About this task => In the material below, find the line with "Each instance of the yellow poster" and the line with "Each instance of the yellow taxi cab", then output those two lines and every line between them, exactly.

+++ Provided material +++

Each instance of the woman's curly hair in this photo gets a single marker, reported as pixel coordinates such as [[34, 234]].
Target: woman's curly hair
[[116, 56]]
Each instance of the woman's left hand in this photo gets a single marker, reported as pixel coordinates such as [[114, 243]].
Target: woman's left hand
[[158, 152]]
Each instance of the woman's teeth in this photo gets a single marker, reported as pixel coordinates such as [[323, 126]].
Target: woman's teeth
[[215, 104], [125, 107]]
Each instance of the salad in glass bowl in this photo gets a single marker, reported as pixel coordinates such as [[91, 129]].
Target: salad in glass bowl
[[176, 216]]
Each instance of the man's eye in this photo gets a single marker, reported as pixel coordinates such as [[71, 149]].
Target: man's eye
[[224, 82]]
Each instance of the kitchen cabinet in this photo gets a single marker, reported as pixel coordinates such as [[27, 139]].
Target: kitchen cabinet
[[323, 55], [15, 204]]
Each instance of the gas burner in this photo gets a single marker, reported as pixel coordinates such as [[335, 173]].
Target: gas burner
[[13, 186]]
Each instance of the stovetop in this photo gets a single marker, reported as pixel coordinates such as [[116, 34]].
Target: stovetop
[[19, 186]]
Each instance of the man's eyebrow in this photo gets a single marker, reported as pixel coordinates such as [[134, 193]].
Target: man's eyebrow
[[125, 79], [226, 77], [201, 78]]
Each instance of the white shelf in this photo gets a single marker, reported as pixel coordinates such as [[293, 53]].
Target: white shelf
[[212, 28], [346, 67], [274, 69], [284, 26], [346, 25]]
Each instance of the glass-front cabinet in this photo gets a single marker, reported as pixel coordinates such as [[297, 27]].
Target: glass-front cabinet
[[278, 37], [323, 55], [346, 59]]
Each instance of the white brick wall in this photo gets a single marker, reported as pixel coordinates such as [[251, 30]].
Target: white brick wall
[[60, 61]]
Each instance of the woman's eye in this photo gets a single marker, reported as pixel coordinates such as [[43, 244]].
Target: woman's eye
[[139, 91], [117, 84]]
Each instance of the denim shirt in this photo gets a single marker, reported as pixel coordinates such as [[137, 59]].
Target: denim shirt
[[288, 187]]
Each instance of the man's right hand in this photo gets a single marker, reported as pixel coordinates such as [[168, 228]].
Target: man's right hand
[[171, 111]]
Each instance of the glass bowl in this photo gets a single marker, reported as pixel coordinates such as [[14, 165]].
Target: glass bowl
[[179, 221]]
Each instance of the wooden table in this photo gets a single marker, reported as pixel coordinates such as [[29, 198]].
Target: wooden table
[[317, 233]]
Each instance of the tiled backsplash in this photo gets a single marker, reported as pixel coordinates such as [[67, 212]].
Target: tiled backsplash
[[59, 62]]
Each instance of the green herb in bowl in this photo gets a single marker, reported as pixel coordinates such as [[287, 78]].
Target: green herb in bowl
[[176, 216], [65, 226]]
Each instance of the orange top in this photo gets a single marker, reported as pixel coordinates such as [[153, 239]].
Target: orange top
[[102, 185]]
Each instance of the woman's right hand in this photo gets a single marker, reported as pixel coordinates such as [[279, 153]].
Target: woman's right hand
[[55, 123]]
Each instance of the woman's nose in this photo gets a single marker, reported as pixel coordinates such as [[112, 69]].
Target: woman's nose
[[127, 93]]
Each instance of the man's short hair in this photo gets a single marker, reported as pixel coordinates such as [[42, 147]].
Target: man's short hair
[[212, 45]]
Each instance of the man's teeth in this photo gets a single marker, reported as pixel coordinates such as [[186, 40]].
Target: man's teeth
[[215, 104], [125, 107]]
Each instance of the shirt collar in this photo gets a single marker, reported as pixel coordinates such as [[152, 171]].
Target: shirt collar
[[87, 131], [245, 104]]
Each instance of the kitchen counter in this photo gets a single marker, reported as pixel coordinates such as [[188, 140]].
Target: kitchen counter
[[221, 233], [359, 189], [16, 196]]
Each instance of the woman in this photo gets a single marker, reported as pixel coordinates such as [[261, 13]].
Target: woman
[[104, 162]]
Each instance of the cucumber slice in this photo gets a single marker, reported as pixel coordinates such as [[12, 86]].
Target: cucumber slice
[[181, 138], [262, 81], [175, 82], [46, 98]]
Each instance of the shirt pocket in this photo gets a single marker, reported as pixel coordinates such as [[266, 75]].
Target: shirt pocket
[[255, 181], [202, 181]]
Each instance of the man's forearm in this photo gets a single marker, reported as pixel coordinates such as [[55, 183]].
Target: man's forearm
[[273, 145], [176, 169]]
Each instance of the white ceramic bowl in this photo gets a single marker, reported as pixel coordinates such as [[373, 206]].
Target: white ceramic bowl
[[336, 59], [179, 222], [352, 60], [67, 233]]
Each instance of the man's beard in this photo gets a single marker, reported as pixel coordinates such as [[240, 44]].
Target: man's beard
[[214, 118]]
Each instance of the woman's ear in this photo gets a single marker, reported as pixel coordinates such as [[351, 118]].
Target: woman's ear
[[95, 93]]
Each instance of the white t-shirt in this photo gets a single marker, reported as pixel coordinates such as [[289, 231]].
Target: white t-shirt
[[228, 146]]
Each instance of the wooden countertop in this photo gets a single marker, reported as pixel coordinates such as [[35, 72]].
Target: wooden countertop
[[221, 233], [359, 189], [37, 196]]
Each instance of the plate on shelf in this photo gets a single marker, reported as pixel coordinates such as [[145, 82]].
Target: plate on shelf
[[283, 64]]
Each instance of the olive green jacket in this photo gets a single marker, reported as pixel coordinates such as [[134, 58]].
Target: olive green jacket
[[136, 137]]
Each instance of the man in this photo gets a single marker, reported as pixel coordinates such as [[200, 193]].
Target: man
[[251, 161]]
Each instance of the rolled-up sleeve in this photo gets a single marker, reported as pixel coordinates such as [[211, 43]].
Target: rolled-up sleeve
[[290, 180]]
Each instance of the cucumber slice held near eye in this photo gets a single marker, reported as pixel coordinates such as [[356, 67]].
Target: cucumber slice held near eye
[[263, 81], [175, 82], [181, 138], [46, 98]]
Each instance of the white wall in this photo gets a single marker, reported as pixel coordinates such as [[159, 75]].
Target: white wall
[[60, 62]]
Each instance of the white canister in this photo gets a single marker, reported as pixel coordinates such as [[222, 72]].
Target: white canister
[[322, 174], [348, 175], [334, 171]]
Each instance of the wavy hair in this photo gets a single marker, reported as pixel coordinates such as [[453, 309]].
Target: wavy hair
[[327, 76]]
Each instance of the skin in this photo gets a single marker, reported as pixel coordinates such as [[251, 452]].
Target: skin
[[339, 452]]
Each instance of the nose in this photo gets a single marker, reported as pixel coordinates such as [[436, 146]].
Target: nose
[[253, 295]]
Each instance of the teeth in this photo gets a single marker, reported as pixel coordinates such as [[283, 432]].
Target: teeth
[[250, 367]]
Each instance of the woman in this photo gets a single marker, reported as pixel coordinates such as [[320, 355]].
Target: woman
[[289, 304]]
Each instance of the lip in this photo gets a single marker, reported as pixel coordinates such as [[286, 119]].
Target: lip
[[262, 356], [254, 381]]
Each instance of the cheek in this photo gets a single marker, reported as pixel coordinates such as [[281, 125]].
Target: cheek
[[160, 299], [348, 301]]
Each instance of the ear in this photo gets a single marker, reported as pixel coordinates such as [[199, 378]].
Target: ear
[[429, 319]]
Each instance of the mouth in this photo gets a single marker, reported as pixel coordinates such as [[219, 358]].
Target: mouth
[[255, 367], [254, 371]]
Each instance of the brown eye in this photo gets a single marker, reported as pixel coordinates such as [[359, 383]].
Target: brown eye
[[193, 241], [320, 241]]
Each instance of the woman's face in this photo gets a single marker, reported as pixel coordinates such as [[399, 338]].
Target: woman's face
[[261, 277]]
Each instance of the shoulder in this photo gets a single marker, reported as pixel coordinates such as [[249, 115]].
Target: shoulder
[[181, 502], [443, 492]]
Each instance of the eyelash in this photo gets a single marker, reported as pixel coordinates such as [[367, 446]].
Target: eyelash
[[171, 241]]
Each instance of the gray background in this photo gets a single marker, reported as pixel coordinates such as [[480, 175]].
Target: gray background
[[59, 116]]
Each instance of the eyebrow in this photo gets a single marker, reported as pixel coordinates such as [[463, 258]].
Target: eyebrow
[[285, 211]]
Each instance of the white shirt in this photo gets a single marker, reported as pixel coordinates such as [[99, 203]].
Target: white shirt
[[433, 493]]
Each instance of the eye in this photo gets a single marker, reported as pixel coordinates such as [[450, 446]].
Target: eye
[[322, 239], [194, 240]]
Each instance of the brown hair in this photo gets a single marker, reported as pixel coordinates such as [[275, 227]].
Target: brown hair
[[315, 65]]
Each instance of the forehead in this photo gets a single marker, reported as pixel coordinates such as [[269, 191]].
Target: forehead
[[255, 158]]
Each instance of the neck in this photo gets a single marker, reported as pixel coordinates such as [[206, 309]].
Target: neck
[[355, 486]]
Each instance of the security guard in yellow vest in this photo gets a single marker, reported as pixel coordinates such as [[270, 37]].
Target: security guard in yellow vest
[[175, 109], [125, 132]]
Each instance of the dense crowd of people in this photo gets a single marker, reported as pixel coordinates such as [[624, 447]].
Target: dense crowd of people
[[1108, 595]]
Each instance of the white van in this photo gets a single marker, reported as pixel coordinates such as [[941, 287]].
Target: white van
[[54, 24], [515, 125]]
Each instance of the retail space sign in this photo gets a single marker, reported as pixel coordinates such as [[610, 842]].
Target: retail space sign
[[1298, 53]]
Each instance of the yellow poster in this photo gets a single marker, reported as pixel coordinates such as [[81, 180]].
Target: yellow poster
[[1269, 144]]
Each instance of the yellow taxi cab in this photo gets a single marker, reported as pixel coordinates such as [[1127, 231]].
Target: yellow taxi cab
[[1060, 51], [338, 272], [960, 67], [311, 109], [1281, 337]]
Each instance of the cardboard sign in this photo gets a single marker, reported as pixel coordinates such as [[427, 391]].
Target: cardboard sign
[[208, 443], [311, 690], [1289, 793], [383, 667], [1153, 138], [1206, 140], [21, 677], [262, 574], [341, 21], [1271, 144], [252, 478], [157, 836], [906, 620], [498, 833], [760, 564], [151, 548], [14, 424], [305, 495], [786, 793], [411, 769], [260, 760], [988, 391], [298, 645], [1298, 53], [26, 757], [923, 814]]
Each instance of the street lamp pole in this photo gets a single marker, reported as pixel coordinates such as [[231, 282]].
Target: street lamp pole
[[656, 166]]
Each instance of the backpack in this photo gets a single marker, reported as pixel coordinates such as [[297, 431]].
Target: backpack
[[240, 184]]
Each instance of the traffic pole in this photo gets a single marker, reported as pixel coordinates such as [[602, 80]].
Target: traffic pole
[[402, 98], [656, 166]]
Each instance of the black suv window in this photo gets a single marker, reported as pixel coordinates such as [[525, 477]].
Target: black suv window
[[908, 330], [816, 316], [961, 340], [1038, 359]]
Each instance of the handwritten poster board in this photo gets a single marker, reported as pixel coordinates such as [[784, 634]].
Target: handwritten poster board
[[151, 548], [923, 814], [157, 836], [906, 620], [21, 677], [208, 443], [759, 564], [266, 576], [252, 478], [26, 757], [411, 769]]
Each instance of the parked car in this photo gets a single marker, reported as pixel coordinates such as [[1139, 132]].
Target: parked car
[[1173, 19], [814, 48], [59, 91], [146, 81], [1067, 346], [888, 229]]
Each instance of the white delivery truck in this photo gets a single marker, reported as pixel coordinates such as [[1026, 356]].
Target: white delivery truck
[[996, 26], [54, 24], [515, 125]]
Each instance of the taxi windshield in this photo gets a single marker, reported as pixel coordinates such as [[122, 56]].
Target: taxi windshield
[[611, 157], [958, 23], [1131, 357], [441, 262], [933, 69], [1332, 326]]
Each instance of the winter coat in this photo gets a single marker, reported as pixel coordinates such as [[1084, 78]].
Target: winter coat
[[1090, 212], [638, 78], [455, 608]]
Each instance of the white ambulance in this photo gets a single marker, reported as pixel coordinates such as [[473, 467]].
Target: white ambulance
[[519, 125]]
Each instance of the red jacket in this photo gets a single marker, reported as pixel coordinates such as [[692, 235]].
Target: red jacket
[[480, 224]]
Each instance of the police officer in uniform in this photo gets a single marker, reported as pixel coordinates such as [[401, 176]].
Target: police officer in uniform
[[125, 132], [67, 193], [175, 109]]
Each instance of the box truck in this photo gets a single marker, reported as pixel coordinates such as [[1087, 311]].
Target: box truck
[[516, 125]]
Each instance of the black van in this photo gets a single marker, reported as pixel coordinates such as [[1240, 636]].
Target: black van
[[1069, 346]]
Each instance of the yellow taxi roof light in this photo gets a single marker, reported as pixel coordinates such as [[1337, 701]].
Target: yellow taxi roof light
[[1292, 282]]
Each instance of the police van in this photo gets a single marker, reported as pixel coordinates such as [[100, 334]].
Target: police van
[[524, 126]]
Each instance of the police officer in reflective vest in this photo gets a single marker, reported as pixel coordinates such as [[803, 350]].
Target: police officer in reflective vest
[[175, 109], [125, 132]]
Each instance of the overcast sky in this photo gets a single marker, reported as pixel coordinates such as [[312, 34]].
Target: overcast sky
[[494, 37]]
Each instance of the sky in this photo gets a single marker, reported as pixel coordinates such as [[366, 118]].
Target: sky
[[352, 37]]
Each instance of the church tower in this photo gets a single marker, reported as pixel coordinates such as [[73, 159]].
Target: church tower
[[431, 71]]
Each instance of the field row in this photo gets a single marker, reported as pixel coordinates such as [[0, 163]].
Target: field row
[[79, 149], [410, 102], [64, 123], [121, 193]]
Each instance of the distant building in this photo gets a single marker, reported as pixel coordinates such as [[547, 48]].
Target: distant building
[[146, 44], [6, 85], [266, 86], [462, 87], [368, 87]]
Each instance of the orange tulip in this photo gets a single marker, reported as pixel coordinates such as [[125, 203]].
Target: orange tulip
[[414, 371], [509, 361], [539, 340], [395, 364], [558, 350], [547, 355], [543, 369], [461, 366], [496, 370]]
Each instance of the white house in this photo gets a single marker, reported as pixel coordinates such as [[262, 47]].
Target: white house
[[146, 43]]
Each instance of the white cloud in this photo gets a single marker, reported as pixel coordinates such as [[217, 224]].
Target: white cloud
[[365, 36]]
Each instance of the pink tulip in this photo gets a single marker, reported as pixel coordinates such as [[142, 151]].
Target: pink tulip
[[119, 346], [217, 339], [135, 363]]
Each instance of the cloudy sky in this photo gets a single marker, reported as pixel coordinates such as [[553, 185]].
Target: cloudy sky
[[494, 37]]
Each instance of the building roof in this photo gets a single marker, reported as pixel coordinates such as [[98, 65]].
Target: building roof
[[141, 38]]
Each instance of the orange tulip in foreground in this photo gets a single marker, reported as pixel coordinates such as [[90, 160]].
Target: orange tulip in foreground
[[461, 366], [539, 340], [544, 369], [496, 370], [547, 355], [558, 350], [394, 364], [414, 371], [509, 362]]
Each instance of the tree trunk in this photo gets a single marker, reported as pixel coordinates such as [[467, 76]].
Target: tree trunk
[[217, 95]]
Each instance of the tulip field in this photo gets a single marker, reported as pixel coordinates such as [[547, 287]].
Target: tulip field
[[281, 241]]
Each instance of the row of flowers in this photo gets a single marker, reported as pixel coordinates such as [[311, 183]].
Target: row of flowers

+++

Response below =>
Each instance of the yellow poster in this photo gets a single marker, reported as pixel coordinates such as [[81, 180]].
Target: yellow poster
[[1269, 144]]
Each instance of the yellow taxi cab in this photo gets a single marker, reported as pixel coordinates such as [[1127, 231]].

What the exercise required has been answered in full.